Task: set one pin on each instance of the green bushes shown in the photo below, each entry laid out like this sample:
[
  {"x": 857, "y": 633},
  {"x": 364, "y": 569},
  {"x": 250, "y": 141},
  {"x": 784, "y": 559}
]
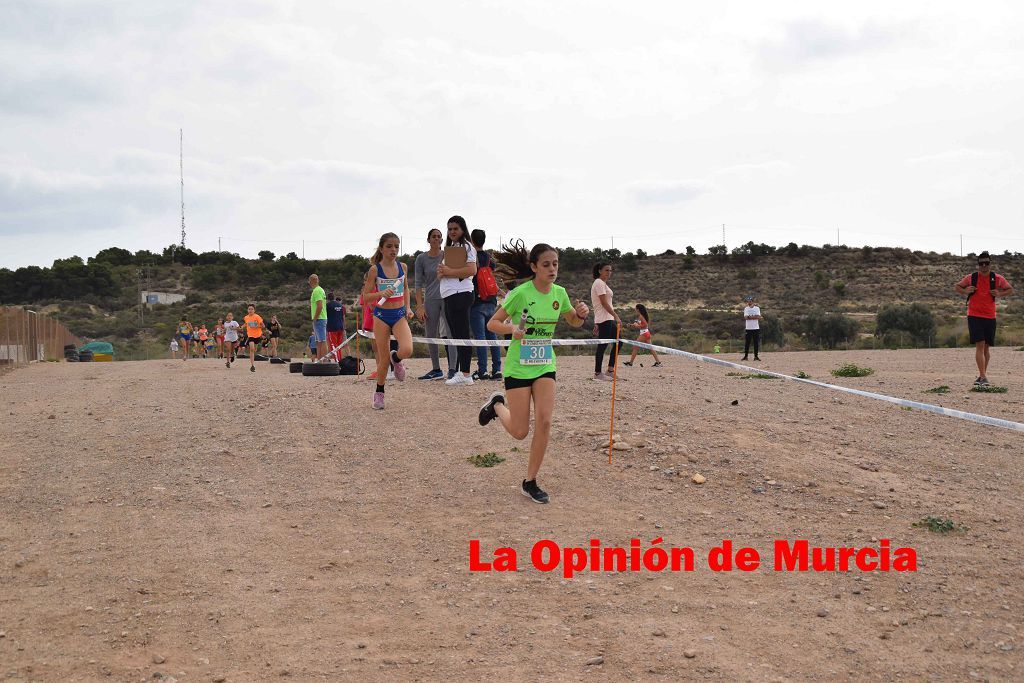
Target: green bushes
[
  {"x": 828, "y": 330},
  {"x": 915, "y": 321}
]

• _Exercise prompt_
Repeat the records above exactly, leaving out the pictures.

• _Task answer_
Task: set one pin on each instance of the green bushes shown in the photo below, each entry laid out like this sample:
[
  {"x": 857, "y": 633},
  {"x": 364, "y": 569},
  {"x": 250, "y": 141},
  {"x": 784, "y": 559}
]
Target: green bushes
[
  {"x": 828, "y": 330},
  {"x": 915, "y": 321}
]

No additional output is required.